A weekly newsletter on what I’ve written, read, and otherwise enjoyed.
Loath as I am to talk about myself—we don’t do autofiction around here!—the literary news this week did involve me and therefore does demand an explanation. That will be the topic of today’s post.
As you can see above, and as you may have heard already, my latest novel, Major Arcana, has been acquired by Belt Publishing, a distinguished small press that has heretofore specialized in nonfiction with a Rust Belt focus. Belt will be publishing the novel in April 2025. I first serialized Major Arcana on Substack from March 2023 to February 2024, and I self-published it on Amazon in April 2024. Belt’s Anne Trubek explains her incredibly open-minded side of this transaction here.
This is public news rather a personal story pertaining only to my work because, unless we’ve missed something, I may be the first person to have serialized a novel on Substack that was then picked up by a traditional publisher. Accordingly, people have many questions! I will answer a few here.
First, I want to assure both my paid subscribers and those who have purchased the self-published version of the novel that you have read Major Arcana. Paid subscribers can even still read it: Belt has not acquired the rights to the original serial, so that will remain up on this site forever. The current Amazon print and Kindle books will be available until July 1, when the deal with Belt goes into effect. I have Anne’s permission to encourage you to buy it now if you want it, especially if you’re going to leave a review somewhere like Goodreads, Amazon, or your own Substack, or otherwise tell your friends and neighbors about it. The more Major Arcana is in circulation, the better it is for all involved. I will be making a final revision before I submit the file to Belt on July 1, but I won’t make any changes that would alter the novel’s tone, structure, or meaning.1 If you’ve already read it, you’ve already read it; if you’ve already bought it, you’ve already bought it.
* * * * * * * * *
Reproduce the newsletter post word for word, from "As you can see" up to and including "this transaction here.".

» Material
* * * * * * * * *
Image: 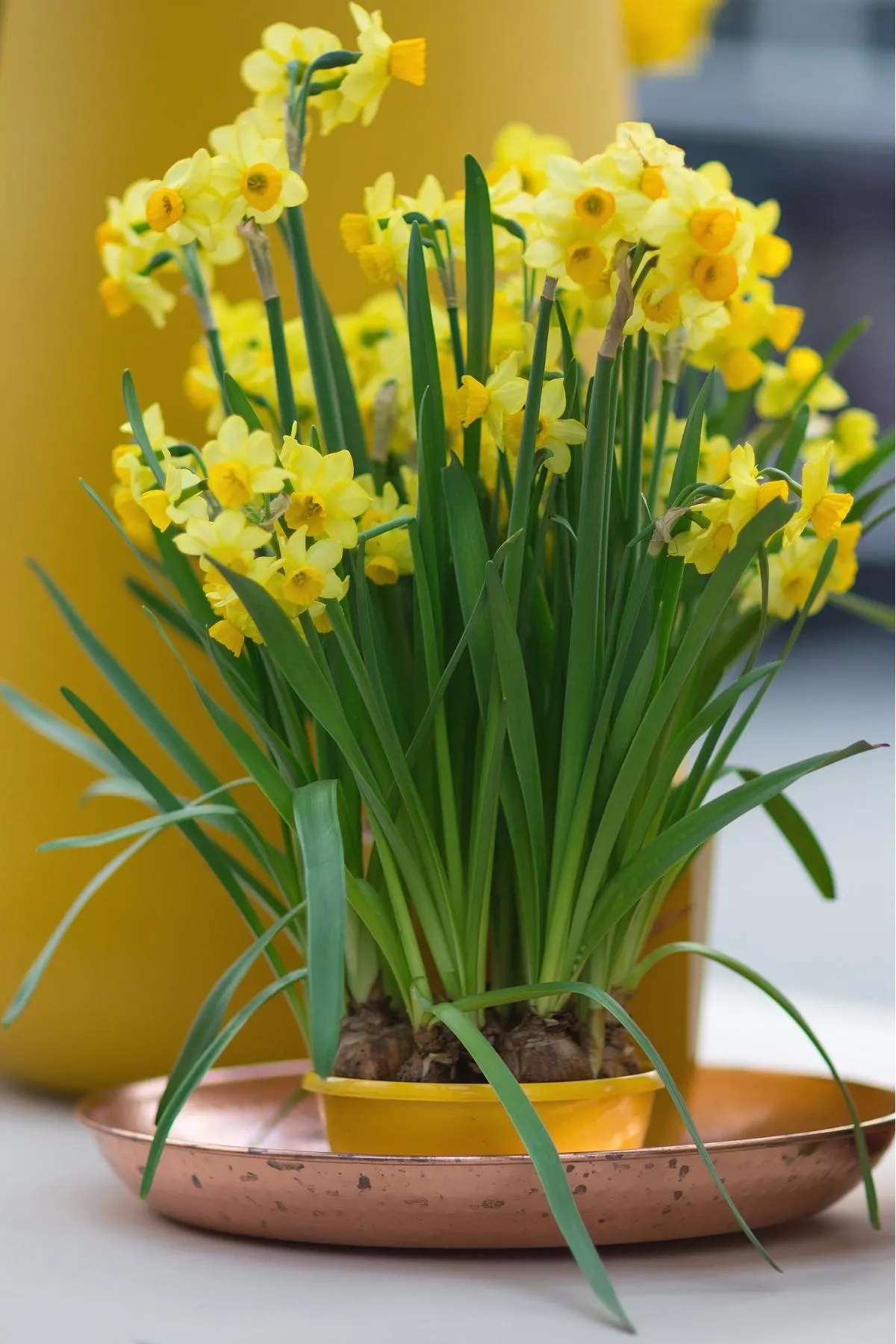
* * * * * * * * *
» Solution for this problem
As you can see above, and as you may have heard already, my latest novel, Major Arcana, has been acquired by Belt Publishing, a distinguished small press that has heretofore specialized in nonfiction with a Rust Belt focus. Belt will be publishing the novel in April 2025. I first serialized Major Arcana on Substack from March 2023 to February 2024, and I self-published it on Amazon in April 2024. Belt’s Anne Trubek explains her incredibly open-minded side of this transaction here.